Problem to solve: Can you reproduce the records from the line with "Tag one spot per instance of the cut" up to and including the line with "468), (210, 490)]", keeping every character as it appears and leaving the pictures out of your answer?
·····
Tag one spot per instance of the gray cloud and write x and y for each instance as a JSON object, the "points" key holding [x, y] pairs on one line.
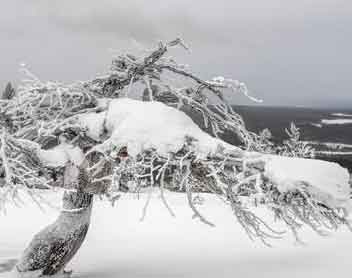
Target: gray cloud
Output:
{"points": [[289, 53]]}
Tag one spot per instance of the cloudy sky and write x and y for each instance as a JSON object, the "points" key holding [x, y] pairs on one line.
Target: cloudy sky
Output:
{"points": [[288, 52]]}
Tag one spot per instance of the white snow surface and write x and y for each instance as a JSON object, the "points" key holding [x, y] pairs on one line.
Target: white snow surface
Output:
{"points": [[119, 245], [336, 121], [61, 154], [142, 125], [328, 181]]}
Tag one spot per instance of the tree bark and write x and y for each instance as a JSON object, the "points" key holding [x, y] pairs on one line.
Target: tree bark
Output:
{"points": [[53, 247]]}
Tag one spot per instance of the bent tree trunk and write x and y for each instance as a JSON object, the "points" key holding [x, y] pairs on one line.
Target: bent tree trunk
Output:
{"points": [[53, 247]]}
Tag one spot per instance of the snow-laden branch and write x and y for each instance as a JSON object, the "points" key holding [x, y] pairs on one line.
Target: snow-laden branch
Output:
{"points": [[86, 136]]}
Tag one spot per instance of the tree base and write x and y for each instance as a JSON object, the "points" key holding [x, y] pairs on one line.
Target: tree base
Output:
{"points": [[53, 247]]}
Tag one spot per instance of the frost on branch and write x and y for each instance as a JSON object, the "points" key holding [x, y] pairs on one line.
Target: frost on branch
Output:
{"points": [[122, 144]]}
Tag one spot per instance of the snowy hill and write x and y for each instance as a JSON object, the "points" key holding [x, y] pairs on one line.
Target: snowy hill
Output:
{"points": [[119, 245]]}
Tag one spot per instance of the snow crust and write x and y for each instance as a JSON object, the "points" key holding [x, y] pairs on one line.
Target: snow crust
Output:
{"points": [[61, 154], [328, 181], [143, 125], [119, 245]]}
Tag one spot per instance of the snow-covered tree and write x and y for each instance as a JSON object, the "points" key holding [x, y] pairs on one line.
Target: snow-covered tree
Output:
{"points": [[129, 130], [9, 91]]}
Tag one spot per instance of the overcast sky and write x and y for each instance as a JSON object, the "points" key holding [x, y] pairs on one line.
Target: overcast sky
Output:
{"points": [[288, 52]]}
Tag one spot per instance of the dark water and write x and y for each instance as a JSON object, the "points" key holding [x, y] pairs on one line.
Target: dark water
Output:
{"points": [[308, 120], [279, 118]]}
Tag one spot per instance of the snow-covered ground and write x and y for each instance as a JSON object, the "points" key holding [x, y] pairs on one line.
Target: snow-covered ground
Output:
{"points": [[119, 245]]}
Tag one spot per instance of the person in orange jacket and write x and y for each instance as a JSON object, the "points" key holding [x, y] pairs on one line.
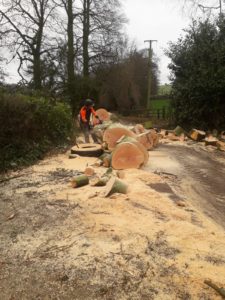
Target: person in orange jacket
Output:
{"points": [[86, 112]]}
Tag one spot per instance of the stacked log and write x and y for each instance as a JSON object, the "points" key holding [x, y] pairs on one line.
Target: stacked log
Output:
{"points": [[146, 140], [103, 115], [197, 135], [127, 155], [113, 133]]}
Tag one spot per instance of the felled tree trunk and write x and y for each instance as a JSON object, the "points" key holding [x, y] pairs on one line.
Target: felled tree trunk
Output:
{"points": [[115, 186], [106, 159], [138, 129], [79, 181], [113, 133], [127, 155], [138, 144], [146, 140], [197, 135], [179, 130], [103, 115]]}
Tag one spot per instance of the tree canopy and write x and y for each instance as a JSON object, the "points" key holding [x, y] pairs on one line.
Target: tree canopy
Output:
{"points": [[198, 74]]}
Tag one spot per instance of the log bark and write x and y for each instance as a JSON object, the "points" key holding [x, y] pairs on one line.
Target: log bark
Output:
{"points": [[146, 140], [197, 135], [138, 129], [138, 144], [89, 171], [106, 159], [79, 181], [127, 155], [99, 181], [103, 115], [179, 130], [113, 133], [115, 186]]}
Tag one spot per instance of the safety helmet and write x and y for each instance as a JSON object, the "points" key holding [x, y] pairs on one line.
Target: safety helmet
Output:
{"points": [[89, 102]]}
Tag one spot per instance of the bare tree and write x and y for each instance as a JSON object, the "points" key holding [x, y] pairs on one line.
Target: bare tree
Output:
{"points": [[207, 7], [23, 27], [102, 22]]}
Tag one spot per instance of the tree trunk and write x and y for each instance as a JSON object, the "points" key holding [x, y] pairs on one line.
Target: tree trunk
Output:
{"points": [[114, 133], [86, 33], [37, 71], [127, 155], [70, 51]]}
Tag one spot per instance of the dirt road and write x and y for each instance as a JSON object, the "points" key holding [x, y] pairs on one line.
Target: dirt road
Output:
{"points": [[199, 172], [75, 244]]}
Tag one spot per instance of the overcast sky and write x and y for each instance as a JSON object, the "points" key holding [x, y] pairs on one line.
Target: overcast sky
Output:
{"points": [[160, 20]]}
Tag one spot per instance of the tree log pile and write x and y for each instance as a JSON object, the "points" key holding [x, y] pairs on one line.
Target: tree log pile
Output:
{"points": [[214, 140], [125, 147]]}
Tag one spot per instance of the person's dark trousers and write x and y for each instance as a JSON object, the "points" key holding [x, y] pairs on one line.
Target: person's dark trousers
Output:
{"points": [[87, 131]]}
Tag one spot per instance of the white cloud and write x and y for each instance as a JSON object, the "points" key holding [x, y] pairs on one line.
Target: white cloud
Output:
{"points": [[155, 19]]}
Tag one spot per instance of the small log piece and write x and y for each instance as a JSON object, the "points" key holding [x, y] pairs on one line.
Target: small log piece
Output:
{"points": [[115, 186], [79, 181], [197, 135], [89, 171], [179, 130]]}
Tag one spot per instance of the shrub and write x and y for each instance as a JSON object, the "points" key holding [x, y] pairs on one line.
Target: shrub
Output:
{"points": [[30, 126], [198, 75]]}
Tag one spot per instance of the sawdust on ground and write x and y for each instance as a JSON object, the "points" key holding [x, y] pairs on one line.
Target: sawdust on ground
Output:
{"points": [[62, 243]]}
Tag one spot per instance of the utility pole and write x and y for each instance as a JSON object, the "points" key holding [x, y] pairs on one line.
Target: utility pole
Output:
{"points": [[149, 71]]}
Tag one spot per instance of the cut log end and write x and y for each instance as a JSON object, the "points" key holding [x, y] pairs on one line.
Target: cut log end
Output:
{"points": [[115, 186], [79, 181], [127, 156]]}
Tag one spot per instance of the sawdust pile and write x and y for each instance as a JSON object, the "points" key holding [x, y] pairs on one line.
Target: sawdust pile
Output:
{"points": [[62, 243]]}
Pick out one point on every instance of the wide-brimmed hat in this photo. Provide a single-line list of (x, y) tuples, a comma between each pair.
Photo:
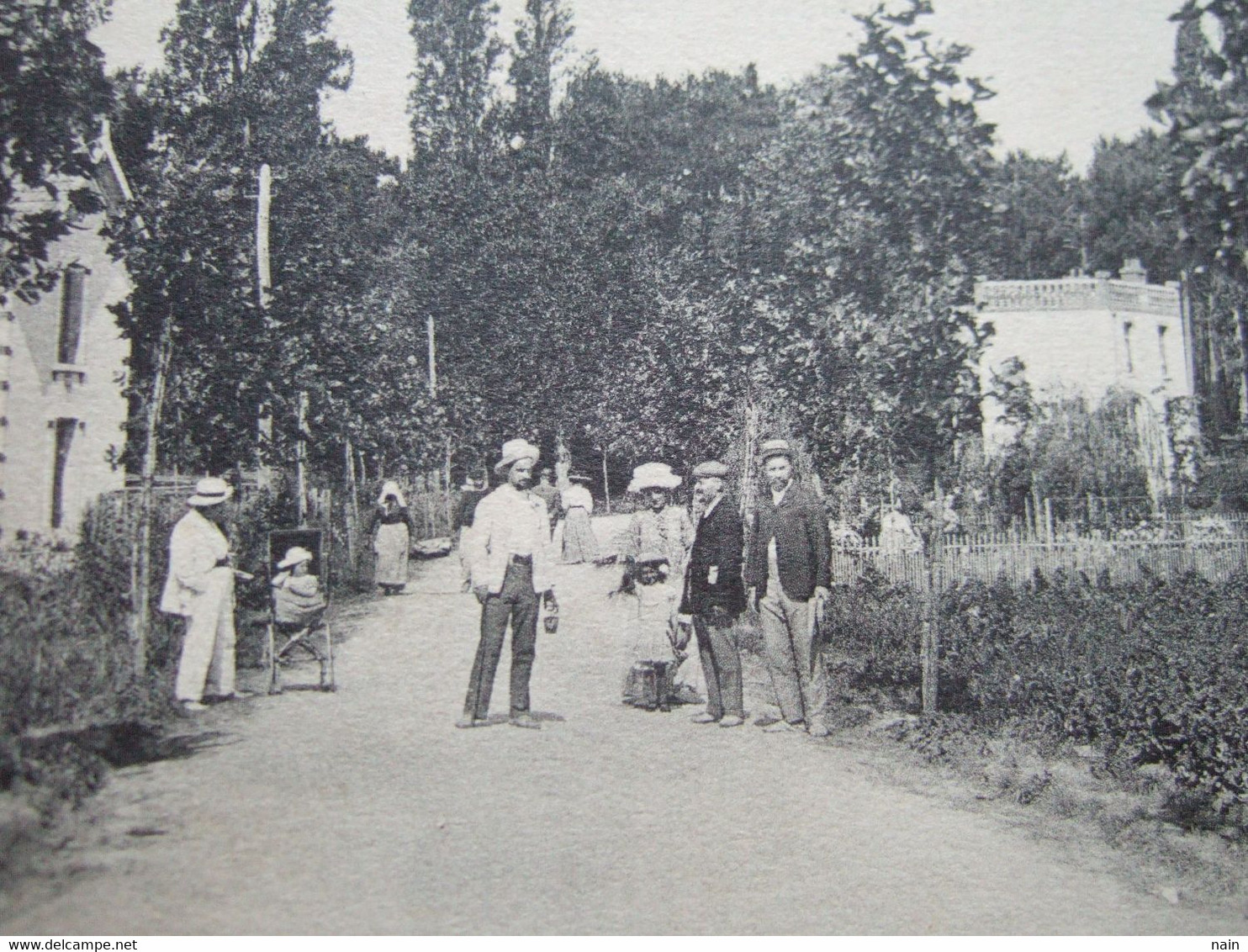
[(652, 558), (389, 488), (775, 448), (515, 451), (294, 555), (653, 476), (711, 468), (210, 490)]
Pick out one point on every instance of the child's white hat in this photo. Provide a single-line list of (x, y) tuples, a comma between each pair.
·····
Full answer:
Tag one spot per instance of the cut log end and write x and y for each instance as a JSON object, the "points" key holding [x, y] pairs on one line.
Target: cut log end
Output:
{"points": [[115, 186], [79, 181], [127, 156]]}
Tag one spot per instance of the sawdust pile and write x and y for each instance as a JSON object, the "points" key holding [x, y] pairs on one line.
Target: sawdust pile
Output:
{"points": [[62, 243]]}
Pick out one point on every instance of the wide-brimmed hat in this photo. Provide a single-line list of (x, y) tuples, a comma between each pair.
Photo:
[(652, 558), (389, 488), (775, 448), (515, 451), (294, 555), (653, 476), (711, 468), (210, 490)]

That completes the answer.